- PASSAGE FOR REVIEW
════════════════

God’s outward works follow a basic pattern: they are from the Father, through the Logos (Son), in the Holy Spirit (1 Corinthians 8:6). Genesis 1 also makes clear that God is a speaking God (“And God said . . .”). The psalmist tells us, “By the word of the Lord the heavens were made” (Psalm 33:6). When God creates, he also reveals, which is why the Son is properly called the Word of God. God does not speak to the creation unless through the Logos.
All truth comes from the Logos, for he is the sacred repository of all truth. The Logos provides the basis for God’s revelation to be communicated to humanity. Quite apart from his role as the Mediator in salvation, he is also the Mediator of all revelation, whether in creation or Scripture. The Logos creates, sustains, and speaks, communicating to all creatures some resemblance of God. He is God’s most powerful self-expression, which is precisely why John personifies the Word in order to highlight God’s ultimate self-disclosure. Apart from the Logos, we could know nothing of God.
Logos and Redemption
The Puritan Stephen Charnock speaks of the Logos as the one who makes continued declarations of God to humanity:
As the beautiful image of reason in the mind, breaking out with the discovery of itself in speech and words, is fittest to express the inward sense, thoughts, conceptions, nature, and posture of the mind, so the essential Word of God clothes himself with flesh, comes out from God to manifest to us the nature and thoughts of God. He which is the word of God is fittest to manifest the nature of God. (Works of Stephen Charnock, 4:132)

════════════════

Stored data entries:
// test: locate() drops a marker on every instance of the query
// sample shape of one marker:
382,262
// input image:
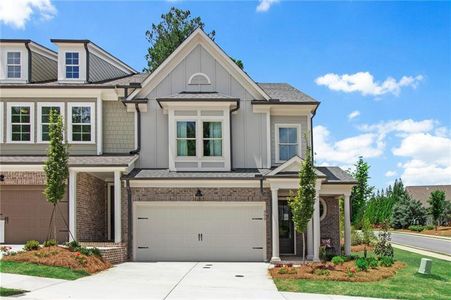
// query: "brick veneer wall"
209,194
330,225
91,208
23,178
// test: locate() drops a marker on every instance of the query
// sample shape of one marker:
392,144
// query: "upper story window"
20,123
212,138
287,141
186,138
44,119
81,123
72,65
13,64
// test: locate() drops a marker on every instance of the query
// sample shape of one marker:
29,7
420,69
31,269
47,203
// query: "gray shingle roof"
101,160
285,92
166,174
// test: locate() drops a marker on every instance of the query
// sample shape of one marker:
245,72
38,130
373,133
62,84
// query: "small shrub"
386,261
361,264
321,272
31,245
50,243
372,262
338,260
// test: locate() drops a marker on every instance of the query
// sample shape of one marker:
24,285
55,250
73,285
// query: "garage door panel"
230,232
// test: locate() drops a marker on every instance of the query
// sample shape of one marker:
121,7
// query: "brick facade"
23,178
91,207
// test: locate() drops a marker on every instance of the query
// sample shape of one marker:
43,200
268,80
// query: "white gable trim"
291,165
196,38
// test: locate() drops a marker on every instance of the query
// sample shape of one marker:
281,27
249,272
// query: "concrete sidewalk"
27,283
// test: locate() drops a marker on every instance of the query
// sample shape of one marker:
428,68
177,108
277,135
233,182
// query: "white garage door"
193,231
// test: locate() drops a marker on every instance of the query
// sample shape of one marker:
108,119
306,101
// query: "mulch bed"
335,273
61,257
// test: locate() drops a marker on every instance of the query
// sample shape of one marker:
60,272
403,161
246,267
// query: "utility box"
425,266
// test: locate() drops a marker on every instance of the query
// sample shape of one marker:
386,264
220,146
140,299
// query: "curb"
428,252
423,235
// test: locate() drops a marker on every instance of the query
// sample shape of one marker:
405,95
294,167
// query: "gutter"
230,129
27,45
87,60
138,148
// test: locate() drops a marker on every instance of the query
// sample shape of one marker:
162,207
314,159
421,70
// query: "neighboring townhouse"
194,161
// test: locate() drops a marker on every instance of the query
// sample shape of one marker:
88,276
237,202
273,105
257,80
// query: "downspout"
130,219
230,125
27,45
138,149
87,62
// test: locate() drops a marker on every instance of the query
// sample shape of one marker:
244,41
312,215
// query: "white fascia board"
43,51
110,59
200,183
196,38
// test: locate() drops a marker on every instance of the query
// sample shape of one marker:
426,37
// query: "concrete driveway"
168,280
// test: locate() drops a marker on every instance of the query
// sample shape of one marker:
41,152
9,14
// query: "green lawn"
406,284
25,268
4,292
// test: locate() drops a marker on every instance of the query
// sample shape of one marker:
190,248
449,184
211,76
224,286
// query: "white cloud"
265,5
364,83
345,152
353,114
390,173
16,13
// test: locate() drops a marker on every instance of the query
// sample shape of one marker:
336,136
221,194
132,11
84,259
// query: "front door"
286,229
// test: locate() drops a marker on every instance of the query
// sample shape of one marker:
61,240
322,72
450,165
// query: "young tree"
437,200
301,203
362,191
164,37
56,167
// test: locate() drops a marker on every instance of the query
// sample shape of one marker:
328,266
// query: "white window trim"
9,106
92,105
20,65
2,121
39,122
66,65
276,135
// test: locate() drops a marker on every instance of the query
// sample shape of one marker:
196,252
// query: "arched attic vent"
199,78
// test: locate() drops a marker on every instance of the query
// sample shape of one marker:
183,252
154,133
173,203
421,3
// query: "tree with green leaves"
56,167
437,202
302,202
164,37
362,191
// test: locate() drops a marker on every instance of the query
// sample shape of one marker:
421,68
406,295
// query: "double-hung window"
186,138
44,110
81,127
13,65
212,138
72,65
20,122
287,141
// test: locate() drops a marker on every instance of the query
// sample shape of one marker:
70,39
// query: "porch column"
310,239
275,225
316,228
117,207
347,229
72,204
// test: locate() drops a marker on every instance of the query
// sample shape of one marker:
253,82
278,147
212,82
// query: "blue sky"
388,63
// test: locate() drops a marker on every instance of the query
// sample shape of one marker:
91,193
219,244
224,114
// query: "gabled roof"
200,37
285,92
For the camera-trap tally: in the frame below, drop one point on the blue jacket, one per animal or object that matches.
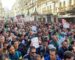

════════════════

- WORK TO COMPLETE
[A] In the passage on the Logos, which psalm verse is cited for the statement that the heavens were made by the word of the Lord?
[B] Copy from the passage on the Logos the part that opens with the words containing "Logos and Redemption" and closes with "Stephen Charnock, 4:132)".
The entries are separate material, apart from the passage on the Logos.

- ANSWERS GIVEN
[A] Psalm 33:6

[B]
Logos and Redemption
The Puritan Stephen Charnock speaks of the Logos as the one who makes continued declarations of God to humanity:
As the beautiful image of reason in the mind, breaking out with the discovery of itself in speech and words, is fittest to express the inward sense, thoughts, conceptions, nature, and posture of the mind, so the essential Word of God clothes himself with flesh, comes out from God to manifest to us the nature and thoughts of God. He which is the word of God is fittest to manifest the nature of God. (Works of Stephen Charnock, 4:132)